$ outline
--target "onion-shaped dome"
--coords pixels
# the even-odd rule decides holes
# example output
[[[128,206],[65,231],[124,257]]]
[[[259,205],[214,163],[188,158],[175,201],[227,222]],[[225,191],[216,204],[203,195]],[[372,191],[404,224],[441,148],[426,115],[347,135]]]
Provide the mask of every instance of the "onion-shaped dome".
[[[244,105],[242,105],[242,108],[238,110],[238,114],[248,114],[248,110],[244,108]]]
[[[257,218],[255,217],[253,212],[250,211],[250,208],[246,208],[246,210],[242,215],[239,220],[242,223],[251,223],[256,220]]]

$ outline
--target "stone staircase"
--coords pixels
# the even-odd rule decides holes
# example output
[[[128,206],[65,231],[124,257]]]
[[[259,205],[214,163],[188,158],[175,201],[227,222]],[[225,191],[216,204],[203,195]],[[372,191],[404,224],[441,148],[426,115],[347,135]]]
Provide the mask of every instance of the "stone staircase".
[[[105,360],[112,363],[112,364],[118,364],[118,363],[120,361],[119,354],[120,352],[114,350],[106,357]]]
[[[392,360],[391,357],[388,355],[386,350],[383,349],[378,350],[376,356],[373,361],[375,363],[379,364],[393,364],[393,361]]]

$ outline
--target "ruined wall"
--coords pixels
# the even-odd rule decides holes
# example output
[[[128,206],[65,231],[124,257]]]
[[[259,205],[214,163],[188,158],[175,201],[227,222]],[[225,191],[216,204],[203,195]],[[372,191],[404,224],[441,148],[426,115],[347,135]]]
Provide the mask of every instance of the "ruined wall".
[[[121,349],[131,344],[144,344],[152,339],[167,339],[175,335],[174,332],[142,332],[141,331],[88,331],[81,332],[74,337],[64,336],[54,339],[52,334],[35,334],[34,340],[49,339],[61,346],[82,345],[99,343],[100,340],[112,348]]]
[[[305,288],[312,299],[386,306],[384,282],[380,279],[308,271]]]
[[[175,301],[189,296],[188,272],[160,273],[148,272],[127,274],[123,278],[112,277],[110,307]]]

· · · · ·

_Instructions for the task_: Every record above needs to be repeated word for word.

_Response to this exercise_:
$ outline
--target "onion-shaped dome"
--coords pixels
# the even-odd rule decides holes
# example output
[[[128,206],[65,231],[124,257]]]
[[[259,205],[214,163],[188,158],[175,201],[227,222]],[[225,191],[216,204],[203,195]],[[372,191],[404,224],[441,148],[426,115],[347,135]]]
Provide the mask of every instance of the "onion-shaped dome".
[[[244,105],[242,105],[242,108],[238,110],[238,114],[248,114],[248,110],[244,108]]]
[[[257,218],[255,217],[253,212],[250,211],[250,208],[246,208],[246,210],[242,215],[239,220],[242,223],[251,223],[256,220]]]

$ outline
--target "stone staircase"
--coords pixels
# the even-odd rule decides holes
# example output
[[[128,206],[65,231],[124,257]]]
[[[259,205],[214,163],[188,158],[175,201],[227,222]],[[225,191],[216,204],[203,195]],[[372,191],[404,224],[441,148],[426,115],[347,135]]]
Provide the mask of every instance of the "stone staircase".
[[[105,360],[112,363],[112,364],[118,364],[118,363],[120,361],[119,354],[120,352],[114,350],[106,357]]]
[[[392,360],[391,357],[388,355],[386,350],[383,349],[378,350],[376,356],[373,361],[375,363],[379,364],[393,364],[393,361]]]

$ outline
--target "ruined wall"
--coords pixels
# the even-odd rule decides holes
# example output
[[[128,206],[65,231],[124,257]]]
[[[259,205],[214,163],[188,158],[175,201],[227,222]],[[225,191],[216,204],[203,195]],[[372,191],[404,224],[441,148],[426,115],[347,135]]]
Provide the mask of every instance of the "ruined wall".
[[[121,349],[131,344],[144,344],[152,339],[167,339],[175,335],[174,332],[142,332],[141,331],[88,331],[81,332],[74,337],[64,336],[54,339],[52,334],[35,334],[34,340],[49,339],[61,346],[82,345],[99,343],[100,340],[112,348]]]
[[[305,288],[312,299],[386,306],[384,282],[380,279],[308,271]]]
[[[175,301],[189,296],[188,272],[160,273],[148,272],[127,274],[123,278],[112,277],[110,307]]]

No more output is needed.